| WRITTEN TASK A |
According to the article on Apple in South Korea, about what share of the South Korean market does the iPhone maker hold?
| WRITTEN TASK B |
Rewrite the article on Apple in South Korea from "Despite Samsung's unrivaled" to "southern Seoul. (Yonhap)", changing "retail store" to "flagship shop".
| WRITTEN TASK C |
Decide whether each statement agrees with the article on Apple in South Korea, answering yes or no and quoting the words of the article that decide it.
(i) In the Gallup Korea survey, about 52 percent of people aged 18 to 29 said they were using iPhones as of the end of 2022.
(ii) Lee Eun-hee teaches consumer science at Seoul National University.
(iii) The article defines Generation Z as people born between 1990 and 2005.

| SELECTION |
--- --- ---

Apple ups ante in Samsung’s home ground

Despite Samsung's unrivaled dominance, Apple pins high hopes on Gen Z, half of whom are iPhone users.

Jie Ye-eun

Jie Ye-eun

The Korea Herald


People walk past Apple Gangnam, Apple's fifth South Korean retail store, near Shinnonhyeon Station in southern Seoul. (Yonhap)

April 11, 2023

SEOUL – US tech behemoth Apple has long maintained a low profile in South Korea, the home of its archrival Samsung Electronics, where the iPhone maker takes up a “modest” share of the market at about 20 percent.

More recently, the US company seems to be upping the ante here, possibly pinning its hopes on Generation Z — those born between 1997 and 2012 — almost half of whom are believed to be iPhone users.

According to a recent survey conducted by Gallup Korea, about 52 percent of people aged between 18 and 29 said they were using iPhones as of the end of 2022. This means that while Samsung may be outpacing Apple in overall smartphone sales, it lags behind when it comes to winning the hearts of younger consumers, who are likely to become the dominant consumer group in the near future.

“Samsung itself has lacked the ‘wow factor’ to excite Gen Z,’” said Lee Eun-hee, a consumer science professor at Inha University. “It’s worth noting that Samsung is considered an ‘old brand’ among them as it doesn’t embody a different kind of value that makes its users feel proud like Apple does.”

--- --- ---

| LISTED ENTRIES |
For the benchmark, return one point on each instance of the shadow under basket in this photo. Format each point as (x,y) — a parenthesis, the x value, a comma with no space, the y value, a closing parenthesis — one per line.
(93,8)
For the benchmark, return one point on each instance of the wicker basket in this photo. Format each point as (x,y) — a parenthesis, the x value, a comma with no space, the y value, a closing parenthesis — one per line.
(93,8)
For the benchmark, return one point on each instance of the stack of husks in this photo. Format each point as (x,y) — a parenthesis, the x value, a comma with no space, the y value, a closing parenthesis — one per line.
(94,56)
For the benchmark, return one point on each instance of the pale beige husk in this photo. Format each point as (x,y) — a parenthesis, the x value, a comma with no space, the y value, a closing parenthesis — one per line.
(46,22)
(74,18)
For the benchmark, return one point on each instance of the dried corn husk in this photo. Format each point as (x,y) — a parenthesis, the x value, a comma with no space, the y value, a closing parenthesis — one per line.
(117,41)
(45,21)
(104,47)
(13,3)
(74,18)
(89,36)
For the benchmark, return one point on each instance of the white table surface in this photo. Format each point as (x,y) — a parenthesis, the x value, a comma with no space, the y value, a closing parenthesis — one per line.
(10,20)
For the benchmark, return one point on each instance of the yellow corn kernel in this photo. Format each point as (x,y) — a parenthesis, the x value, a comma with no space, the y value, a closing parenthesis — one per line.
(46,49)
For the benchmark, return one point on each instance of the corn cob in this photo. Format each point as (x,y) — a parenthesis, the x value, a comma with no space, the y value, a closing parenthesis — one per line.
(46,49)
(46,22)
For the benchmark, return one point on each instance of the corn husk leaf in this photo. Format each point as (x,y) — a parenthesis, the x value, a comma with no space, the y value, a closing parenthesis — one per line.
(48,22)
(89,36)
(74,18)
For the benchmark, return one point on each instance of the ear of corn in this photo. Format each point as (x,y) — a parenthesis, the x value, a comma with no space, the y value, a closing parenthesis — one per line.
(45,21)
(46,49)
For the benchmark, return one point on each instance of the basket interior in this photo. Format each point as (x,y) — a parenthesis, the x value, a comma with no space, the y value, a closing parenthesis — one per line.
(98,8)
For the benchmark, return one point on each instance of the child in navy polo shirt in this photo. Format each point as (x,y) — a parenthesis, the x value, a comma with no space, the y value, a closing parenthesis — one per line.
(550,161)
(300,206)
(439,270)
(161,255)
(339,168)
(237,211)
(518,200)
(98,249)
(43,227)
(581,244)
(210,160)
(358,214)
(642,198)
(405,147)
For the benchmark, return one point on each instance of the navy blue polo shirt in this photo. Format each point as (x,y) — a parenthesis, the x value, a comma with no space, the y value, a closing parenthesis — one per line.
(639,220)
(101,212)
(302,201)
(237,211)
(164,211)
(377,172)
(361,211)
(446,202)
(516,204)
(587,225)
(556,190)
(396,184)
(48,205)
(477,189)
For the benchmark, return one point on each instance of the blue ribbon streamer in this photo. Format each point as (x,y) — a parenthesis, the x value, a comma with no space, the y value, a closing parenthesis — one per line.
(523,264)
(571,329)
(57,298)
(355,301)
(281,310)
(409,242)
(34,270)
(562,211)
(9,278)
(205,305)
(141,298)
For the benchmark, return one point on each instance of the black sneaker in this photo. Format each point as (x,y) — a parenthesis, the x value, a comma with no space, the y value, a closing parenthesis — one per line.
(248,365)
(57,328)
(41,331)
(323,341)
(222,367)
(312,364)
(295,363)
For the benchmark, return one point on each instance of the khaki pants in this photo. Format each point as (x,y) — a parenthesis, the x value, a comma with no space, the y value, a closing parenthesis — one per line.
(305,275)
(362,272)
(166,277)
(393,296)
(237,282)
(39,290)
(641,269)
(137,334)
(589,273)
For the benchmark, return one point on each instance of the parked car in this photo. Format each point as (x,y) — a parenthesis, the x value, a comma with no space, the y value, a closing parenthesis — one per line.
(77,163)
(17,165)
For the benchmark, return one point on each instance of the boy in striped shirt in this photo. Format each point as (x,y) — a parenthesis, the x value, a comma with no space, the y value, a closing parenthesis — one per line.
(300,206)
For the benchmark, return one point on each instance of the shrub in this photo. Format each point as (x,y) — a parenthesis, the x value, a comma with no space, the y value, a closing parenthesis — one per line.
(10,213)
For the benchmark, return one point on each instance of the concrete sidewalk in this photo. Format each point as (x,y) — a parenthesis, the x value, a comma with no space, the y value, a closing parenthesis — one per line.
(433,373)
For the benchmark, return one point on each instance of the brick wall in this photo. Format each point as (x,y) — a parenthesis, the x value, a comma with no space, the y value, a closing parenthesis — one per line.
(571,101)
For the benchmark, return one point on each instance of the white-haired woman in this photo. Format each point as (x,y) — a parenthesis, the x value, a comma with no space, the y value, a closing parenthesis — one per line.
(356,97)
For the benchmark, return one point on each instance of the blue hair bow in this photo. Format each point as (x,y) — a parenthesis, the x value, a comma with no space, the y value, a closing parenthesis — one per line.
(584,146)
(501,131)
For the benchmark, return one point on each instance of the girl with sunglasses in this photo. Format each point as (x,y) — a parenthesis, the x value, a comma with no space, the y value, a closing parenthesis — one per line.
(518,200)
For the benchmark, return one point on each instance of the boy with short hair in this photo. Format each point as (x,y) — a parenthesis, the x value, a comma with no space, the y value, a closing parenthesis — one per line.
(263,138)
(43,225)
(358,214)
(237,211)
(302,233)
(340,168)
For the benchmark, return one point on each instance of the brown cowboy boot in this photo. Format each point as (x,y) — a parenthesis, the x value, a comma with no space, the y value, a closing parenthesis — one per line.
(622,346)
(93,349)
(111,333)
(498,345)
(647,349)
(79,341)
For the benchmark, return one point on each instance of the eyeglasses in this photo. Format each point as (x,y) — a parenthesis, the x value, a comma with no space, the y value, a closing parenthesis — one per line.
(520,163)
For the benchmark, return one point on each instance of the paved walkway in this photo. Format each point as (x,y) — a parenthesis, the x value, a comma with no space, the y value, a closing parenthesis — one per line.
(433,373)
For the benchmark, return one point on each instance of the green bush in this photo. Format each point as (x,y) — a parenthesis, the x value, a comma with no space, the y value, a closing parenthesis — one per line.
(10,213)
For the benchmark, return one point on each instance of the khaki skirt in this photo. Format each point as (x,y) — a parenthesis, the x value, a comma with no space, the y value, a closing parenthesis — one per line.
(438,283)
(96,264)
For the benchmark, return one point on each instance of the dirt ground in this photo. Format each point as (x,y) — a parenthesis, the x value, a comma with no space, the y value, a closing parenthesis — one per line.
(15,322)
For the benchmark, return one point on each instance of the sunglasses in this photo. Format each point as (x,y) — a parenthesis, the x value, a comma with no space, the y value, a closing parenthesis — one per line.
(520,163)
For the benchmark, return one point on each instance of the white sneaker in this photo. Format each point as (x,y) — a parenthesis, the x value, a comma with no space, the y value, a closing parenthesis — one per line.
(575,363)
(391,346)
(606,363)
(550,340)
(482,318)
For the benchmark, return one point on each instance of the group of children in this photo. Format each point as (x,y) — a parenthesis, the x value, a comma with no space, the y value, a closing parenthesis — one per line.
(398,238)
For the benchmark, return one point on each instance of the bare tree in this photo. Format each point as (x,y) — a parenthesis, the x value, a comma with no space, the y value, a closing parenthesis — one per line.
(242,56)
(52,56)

--- --- ---

| SOLUTION A |
About 20 percent.

| SOLUTION B |
Despite Samsung's unrivaled dominance, Apple pins high hopes on Gen Z, half of whom are iPhone users.

Jie Ye-eun

Jie Ye-eun

The Korea Herald


People walk past Apple Gangnam, Apple's fifth South Korean flagship shop, near Shinnonhyeon Station in southern Seoul. (Yonhap)

| SOLUTION C |
(i) Yes: "about 52 percent of people aged between 18 and 29 said they were using iPhones as of the end of 2022"
(ii) No: "a consumer science professor at Inha University"
(iii) No: "those born between 1997 and 2012"